Stored items:
— start —

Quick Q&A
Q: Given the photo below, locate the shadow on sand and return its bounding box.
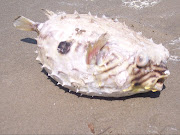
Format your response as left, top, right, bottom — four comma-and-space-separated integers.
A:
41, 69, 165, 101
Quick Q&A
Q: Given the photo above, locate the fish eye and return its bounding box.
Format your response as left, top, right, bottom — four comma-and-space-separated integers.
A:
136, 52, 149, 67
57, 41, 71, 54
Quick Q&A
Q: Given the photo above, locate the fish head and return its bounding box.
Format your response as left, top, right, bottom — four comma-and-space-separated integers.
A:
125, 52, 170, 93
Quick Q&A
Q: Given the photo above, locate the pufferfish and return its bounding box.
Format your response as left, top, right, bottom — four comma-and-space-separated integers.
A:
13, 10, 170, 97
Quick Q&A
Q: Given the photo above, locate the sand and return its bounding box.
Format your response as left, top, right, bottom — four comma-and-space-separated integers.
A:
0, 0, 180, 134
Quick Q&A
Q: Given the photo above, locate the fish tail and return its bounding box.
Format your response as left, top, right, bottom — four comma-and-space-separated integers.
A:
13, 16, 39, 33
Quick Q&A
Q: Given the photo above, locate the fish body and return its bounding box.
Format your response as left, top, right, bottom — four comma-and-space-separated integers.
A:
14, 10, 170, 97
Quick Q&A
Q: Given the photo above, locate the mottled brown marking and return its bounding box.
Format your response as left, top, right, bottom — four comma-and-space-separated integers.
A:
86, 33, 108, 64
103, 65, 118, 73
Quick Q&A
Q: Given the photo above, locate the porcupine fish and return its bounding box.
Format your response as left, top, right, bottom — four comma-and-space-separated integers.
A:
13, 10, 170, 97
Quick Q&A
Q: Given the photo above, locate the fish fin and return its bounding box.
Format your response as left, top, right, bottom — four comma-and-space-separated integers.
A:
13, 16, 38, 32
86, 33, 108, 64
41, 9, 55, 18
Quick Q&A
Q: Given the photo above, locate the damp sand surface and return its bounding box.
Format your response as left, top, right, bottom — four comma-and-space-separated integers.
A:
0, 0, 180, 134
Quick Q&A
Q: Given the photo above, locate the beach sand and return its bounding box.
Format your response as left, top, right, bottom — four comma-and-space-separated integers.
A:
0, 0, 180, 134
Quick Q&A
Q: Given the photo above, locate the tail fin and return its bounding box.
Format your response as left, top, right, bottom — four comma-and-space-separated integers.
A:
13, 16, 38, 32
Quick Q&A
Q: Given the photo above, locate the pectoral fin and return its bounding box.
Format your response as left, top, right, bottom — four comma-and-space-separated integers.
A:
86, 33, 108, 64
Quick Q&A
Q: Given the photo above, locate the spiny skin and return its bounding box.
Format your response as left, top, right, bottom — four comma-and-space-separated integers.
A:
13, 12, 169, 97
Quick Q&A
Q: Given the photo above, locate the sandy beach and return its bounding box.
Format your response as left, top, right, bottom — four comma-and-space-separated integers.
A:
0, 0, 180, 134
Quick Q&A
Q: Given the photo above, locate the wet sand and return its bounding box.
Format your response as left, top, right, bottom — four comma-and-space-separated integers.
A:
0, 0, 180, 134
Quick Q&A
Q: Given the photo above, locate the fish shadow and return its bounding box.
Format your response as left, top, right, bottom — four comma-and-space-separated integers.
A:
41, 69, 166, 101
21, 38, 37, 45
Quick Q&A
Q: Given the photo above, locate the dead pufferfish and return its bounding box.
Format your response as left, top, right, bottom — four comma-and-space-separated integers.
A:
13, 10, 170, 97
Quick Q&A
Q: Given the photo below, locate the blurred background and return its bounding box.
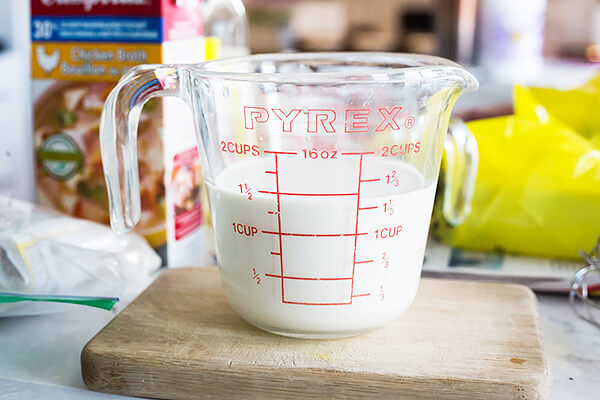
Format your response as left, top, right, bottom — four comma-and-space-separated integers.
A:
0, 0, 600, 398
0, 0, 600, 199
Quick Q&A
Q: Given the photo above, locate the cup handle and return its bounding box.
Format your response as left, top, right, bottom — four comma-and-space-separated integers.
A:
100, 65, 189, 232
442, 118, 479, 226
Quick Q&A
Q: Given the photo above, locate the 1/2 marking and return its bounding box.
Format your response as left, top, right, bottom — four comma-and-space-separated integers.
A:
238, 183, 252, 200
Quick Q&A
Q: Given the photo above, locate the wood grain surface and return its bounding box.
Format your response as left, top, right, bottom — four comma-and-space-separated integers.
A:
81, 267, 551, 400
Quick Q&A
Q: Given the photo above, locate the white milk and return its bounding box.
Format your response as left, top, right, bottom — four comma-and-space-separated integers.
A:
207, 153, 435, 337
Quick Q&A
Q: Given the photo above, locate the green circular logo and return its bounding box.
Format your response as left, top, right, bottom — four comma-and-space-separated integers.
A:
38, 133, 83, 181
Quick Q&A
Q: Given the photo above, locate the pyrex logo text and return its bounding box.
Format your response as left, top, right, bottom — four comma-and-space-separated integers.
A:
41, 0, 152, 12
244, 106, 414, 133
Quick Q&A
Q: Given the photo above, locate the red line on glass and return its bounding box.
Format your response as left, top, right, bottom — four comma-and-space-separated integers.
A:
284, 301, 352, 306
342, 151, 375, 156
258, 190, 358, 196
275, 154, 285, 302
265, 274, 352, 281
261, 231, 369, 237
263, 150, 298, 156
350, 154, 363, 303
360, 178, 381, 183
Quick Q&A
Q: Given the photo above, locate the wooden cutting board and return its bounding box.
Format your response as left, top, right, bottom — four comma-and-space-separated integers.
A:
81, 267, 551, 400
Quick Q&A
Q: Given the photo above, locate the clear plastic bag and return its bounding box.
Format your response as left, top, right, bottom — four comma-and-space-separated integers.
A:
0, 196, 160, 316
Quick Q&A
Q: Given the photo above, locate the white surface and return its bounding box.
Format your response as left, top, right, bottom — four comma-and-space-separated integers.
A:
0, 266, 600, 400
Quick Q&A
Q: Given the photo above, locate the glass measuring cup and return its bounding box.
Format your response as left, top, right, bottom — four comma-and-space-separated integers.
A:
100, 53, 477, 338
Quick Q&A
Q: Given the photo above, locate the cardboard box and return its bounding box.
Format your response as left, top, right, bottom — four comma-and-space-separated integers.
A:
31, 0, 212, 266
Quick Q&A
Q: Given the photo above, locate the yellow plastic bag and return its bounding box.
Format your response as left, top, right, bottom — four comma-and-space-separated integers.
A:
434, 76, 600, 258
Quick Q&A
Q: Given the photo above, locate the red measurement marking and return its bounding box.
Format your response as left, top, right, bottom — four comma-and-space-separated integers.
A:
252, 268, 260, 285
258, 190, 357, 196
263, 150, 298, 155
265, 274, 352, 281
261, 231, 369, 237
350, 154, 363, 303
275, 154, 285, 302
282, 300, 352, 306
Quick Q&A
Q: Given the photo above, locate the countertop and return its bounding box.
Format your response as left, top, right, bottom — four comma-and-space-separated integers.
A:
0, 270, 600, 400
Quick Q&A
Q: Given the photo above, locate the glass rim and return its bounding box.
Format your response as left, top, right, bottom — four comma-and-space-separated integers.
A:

— end —

Objective:
Report every line of the stored items that contains the word "tail", copying each line in full.

Reply:
Q: Given the photo above, locate the fish tail and return its bounding box.
Q: Given the photo above, locate the tail fin and return its bounding box.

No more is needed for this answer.